**Problem statement**
Extract every line starting at the line that contains "Place one keypoint on each instance of the bottle" and ending with the final line of the data, inclusive; give only those lines, word for word.

(Records excerpted from a collection)

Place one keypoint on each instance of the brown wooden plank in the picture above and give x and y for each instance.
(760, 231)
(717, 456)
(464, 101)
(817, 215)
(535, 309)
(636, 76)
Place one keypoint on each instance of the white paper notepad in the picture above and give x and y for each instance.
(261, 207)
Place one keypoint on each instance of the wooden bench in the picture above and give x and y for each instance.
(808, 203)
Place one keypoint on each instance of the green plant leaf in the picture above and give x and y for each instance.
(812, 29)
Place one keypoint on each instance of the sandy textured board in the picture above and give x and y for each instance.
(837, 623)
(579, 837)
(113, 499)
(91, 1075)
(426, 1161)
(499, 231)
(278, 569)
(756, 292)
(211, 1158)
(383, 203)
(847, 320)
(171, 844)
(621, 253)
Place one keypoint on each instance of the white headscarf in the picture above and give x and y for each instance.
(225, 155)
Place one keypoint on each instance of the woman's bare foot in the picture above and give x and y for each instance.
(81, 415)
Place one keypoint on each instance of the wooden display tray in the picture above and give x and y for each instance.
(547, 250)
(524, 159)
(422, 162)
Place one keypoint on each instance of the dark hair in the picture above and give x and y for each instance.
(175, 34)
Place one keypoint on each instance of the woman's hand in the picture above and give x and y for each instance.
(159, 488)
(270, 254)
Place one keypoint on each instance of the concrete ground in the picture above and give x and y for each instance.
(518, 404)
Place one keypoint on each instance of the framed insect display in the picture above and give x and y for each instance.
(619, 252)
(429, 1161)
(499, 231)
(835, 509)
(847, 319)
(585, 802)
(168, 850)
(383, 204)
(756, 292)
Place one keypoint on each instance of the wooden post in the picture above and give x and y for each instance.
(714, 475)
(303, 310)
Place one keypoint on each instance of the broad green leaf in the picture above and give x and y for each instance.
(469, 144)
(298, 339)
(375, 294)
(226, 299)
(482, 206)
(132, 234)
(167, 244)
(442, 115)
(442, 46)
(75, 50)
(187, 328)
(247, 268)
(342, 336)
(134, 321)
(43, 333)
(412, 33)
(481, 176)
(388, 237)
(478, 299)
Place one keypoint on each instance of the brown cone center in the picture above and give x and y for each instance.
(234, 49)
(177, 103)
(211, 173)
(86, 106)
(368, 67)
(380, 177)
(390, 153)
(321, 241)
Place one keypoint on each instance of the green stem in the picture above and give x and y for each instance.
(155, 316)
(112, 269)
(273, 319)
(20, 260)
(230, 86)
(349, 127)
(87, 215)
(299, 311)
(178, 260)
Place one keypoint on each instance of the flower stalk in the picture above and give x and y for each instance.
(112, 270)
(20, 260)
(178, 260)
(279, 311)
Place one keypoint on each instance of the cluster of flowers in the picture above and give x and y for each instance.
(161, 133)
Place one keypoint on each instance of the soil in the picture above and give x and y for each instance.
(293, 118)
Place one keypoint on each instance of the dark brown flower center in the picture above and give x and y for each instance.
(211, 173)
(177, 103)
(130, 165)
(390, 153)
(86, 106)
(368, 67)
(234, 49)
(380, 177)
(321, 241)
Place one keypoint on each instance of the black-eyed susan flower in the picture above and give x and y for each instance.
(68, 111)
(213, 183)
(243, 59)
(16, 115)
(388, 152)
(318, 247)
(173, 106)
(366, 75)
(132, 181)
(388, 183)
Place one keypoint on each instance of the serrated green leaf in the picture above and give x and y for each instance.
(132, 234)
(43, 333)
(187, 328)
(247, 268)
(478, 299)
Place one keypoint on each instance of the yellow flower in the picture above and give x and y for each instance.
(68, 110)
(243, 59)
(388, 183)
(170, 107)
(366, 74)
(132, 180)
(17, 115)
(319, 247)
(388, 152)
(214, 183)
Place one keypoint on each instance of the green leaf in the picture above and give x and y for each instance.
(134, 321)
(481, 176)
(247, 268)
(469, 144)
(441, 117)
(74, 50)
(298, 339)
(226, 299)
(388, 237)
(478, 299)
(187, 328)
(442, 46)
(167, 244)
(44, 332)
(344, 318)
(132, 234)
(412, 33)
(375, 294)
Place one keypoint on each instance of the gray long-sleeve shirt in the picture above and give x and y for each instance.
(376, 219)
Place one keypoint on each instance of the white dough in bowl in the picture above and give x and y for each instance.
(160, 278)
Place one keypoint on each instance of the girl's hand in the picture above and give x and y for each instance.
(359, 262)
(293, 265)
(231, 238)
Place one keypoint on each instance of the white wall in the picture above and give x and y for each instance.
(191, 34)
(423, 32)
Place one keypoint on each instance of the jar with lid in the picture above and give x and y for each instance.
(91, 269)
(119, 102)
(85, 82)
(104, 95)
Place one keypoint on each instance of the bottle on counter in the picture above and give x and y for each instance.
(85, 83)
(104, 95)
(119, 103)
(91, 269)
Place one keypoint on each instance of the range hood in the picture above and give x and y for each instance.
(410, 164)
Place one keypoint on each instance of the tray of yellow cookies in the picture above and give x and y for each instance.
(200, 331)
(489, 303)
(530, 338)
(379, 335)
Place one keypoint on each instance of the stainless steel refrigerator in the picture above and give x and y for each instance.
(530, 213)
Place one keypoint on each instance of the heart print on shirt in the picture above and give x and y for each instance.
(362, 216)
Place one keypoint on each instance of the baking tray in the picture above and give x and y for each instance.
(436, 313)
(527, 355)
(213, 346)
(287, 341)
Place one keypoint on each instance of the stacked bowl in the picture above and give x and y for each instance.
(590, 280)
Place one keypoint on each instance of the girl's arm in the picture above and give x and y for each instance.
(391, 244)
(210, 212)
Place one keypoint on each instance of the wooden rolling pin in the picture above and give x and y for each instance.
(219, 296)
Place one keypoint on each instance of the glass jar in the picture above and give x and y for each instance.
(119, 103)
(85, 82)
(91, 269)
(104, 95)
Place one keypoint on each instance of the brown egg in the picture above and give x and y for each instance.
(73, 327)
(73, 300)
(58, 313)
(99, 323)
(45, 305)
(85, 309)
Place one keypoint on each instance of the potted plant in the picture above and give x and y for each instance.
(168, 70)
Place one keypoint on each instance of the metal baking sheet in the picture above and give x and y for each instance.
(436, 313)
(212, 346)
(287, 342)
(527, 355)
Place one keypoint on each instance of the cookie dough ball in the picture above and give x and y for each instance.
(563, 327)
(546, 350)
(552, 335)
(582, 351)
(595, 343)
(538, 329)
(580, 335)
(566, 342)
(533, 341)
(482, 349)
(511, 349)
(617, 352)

**Right answer**
Place one keypoint on each instance of the bottle on counter in the picture above and give x and y for each instance.
(85, 83)
(104, 95)
(119, 103)
(91, 269)
Place one keypoint on each instance of the range hood in the picture above and give x and y for each instance.
(410, 164)
Place one keypoint on each instance of the tray of yellow cookies in the picture above and give x and y for each instance.
(200, 331)
(489, 303)
(530, 338)
(379, 335)
Place one keypoint on each instance of the stainless steel refrigerator in the picture above and give x and y for each instance.
(530, 213)
Place one keypoint on each instance of the heart print on shirt in the picture above and give x and y for each instance.
(362, 216)
Place one keypoint on each instance of the baking tray in the picture above and give x and y for each instance.
(436, 313)
(527, 355)
(213, 346)
(287, 341)
Place one keypoint on each instance of the stacked bowl in the picture above and give x and y for each instance.
(590, 280)
Place one keypoint on each instance of the girl's arm in the picture above and give x and y for each instance.
(391, 244)
(210, 212)
Place one keypoint on each instance of the wooden rolling pin in the picture above and give x and y for each instance.
(219, 296)
Place one keypoint on each instance of the glass jar in the picture above and give x and y for each instance.
(119, 103)
(85, 82)
(91, 269)
(104, 95)
Place one keypoint on each instance of the brown egg in the picture above and give x and y for each instance.
(73, 327)
(73, 300)
(58, 313)
(99, 323)
(45, 305)
(85, 309)
Place one keypoint on each instance of the potted plant in the picture above and give x and y for each instance.
(168, 70)
Place one keypoint on each instance of the metal baking sheet in the picture above and give x and y for each instance.
(436, 313)
(212, 346)
(287, 342)
(527, 355)
Place one keypoint on each instance of the cookie dough ball in the picture above and give x and y for each instance.
(563, 327)
(546, 350)
(552, 335)
(582, 351)
(595, 343)
(538, 329)
(580, 335)
(566, 342)
(533, 341)
(482, 349)
(511, 349)
(617, 352)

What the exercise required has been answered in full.